** Start Records shown **

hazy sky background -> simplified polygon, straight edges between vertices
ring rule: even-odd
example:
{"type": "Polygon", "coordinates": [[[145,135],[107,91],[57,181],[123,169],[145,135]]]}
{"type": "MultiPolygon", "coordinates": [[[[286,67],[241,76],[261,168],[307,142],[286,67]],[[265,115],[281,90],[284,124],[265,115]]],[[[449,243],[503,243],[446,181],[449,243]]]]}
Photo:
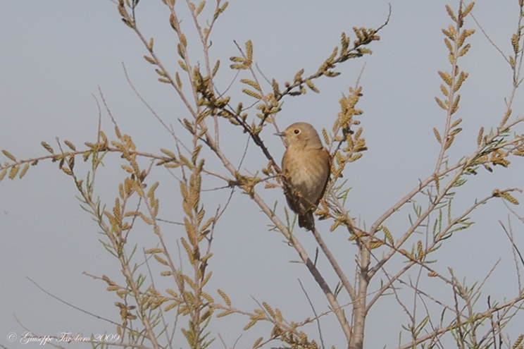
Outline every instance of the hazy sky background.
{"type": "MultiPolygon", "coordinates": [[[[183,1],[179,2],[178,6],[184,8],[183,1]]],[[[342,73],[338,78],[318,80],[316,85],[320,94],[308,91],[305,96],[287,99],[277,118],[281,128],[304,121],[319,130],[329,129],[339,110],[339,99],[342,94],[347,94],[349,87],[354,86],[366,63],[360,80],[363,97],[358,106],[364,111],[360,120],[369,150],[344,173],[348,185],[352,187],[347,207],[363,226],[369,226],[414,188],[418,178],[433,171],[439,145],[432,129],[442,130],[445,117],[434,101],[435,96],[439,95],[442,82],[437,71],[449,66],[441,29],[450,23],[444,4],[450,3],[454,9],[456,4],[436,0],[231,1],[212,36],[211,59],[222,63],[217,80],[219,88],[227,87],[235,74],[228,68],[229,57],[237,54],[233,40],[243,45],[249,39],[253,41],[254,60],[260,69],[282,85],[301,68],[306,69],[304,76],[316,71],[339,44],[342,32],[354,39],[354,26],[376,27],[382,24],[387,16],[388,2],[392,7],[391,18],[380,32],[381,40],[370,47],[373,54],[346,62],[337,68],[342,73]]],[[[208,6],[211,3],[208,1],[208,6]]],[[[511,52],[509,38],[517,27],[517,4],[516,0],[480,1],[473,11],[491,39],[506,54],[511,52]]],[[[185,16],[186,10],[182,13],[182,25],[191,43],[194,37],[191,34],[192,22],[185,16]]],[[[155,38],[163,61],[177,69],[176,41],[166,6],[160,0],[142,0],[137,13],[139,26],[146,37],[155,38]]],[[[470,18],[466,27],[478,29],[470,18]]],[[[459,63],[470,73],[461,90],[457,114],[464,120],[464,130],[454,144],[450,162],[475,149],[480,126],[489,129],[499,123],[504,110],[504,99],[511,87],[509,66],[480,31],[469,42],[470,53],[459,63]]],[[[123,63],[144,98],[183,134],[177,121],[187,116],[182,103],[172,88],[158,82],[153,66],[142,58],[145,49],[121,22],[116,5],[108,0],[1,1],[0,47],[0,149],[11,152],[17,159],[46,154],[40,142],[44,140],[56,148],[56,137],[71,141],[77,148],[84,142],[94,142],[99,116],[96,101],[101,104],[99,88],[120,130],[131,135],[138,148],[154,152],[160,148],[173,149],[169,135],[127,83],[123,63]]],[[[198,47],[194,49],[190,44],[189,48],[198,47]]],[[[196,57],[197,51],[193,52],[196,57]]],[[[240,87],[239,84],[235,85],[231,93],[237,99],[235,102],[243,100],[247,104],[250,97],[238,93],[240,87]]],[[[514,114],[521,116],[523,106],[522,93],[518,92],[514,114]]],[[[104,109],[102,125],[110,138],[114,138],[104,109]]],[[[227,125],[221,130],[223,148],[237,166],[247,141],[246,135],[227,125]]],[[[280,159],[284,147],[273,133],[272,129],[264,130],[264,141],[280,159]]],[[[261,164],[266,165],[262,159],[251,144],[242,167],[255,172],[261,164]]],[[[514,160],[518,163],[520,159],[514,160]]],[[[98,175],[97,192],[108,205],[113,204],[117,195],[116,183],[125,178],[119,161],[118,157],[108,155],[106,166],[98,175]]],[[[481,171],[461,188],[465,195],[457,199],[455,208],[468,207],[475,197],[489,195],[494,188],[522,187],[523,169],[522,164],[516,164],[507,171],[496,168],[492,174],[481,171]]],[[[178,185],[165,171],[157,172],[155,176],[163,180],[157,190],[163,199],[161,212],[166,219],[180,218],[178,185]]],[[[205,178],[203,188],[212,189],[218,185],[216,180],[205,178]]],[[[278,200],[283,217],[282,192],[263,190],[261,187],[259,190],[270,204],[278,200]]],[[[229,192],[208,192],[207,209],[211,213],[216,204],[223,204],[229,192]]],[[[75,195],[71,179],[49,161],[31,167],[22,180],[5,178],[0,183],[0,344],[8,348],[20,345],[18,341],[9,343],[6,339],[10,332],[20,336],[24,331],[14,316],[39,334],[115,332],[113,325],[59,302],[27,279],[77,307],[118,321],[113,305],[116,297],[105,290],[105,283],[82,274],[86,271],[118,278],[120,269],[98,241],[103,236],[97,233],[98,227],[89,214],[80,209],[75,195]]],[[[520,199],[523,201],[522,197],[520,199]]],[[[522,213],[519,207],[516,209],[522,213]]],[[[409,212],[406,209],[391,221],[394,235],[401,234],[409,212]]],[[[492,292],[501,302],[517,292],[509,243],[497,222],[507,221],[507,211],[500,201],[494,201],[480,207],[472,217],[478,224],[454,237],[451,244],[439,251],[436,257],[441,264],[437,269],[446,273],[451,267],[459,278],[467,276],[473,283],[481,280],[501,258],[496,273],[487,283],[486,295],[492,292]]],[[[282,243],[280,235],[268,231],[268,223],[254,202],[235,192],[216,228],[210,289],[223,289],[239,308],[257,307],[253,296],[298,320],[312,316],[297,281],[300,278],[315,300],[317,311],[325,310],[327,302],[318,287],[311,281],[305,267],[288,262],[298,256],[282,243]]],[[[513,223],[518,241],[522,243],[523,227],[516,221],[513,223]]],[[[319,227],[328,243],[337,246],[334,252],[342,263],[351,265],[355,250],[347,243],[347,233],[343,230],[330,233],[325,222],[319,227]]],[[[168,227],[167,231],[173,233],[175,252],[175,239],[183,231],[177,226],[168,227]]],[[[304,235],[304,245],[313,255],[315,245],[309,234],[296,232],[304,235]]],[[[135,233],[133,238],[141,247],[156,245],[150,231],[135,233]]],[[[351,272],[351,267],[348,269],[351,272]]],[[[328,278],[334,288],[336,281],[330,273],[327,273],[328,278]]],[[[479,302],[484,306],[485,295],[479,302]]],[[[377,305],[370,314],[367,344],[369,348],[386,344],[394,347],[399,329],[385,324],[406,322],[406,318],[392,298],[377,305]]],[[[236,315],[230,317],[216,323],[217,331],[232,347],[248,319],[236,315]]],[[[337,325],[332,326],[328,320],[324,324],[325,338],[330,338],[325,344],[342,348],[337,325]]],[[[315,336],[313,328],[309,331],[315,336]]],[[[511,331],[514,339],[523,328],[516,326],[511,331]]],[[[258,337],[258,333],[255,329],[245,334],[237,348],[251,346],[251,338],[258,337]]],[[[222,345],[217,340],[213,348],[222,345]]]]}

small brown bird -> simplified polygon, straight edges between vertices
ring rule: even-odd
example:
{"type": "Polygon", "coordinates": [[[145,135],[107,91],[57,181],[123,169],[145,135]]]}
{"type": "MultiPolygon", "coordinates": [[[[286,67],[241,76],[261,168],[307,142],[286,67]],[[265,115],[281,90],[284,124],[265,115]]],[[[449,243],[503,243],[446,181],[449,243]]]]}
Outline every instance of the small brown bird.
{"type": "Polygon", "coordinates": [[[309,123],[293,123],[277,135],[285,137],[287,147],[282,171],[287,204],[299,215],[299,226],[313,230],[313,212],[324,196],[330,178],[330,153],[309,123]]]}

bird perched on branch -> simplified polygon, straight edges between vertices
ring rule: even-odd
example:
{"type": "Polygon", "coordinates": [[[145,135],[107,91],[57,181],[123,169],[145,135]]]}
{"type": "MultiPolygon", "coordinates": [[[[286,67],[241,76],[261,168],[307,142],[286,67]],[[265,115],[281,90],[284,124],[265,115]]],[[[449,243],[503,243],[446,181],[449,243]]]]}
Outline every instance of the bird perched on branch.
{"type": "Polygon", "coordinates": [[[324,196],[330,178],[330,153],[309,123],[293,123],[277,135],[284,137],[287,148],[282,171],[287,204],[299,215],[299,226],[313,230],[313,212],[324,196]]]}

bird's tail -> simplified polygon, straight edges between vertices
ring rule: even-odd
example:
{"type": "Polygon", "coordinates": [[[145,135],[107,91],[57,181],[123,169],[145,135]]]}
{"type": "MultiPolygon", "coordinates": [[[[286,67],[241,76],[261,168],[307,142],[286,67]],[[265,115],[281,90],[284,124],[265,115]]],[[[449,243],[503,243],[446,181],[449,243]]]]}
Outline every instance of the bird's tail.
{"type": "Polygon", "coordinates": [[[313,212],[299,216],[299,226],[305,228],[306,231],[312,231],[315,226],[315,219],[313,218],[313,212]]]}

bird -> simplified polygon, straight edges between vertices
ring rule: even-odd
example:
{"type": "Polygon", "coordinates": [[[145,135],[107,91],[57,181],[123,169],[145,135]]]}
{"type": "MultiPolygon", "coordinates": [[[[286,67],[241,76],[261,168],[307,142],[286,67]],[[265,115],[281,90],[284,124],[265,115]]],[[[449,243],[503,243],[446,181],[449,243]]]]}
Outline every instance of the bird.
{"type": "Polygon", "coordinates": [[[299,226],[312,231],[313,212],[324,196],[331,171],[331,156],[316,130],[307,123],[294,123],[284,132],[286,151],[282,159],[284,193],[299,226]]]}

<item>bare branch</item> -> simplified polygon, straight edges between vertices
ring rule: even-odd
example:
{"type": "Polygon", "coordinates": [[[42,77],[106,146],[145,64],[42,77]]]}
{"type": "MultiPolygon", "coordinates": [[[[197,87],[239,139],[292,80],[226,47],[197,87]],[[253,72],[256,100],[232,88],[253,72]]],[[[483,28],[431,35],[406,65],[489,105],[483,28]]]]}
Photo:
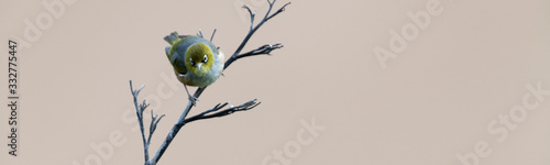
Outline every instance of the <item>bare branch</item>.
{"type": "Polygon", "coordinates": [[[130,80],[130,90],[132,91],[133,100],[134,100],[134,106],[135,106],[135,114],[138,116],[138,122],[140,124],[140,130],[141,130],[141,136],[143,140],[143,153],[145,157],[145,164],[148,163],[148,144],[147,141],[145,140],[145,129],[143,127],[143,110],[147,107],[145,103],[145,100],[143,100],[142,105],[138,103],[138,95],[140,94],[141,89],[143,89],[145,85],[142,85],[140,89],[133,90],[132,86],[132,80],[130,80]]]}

** End Records shown **

Task to carry out:
Rename "hazy sky background" to "overcast sky" in the stretch from the start of the items through the line that contains "Outline every instance of the hazy", and return only those lines with everything else unchanged. Leave the pictures out.

Response for this exercise:
overcast sky -> simplified polygon, straight edges between vertices
ring rule: even-odd
example:
{"type": "Polygon", "coordinates": [[[145,135],[107,91],[57,181],[123,169],[145,135]]]}
{"type": "MultiPolygon", "coordinates": [[[[286,67],[241,76],[261,168],[307,142],[286,67]],[[265,115],[281,90],[284,124],[265,115]]],[[[449,243],[503,243],[446,181],[449,243]]]]}
Photo:
Outline every instance of the overcast sky.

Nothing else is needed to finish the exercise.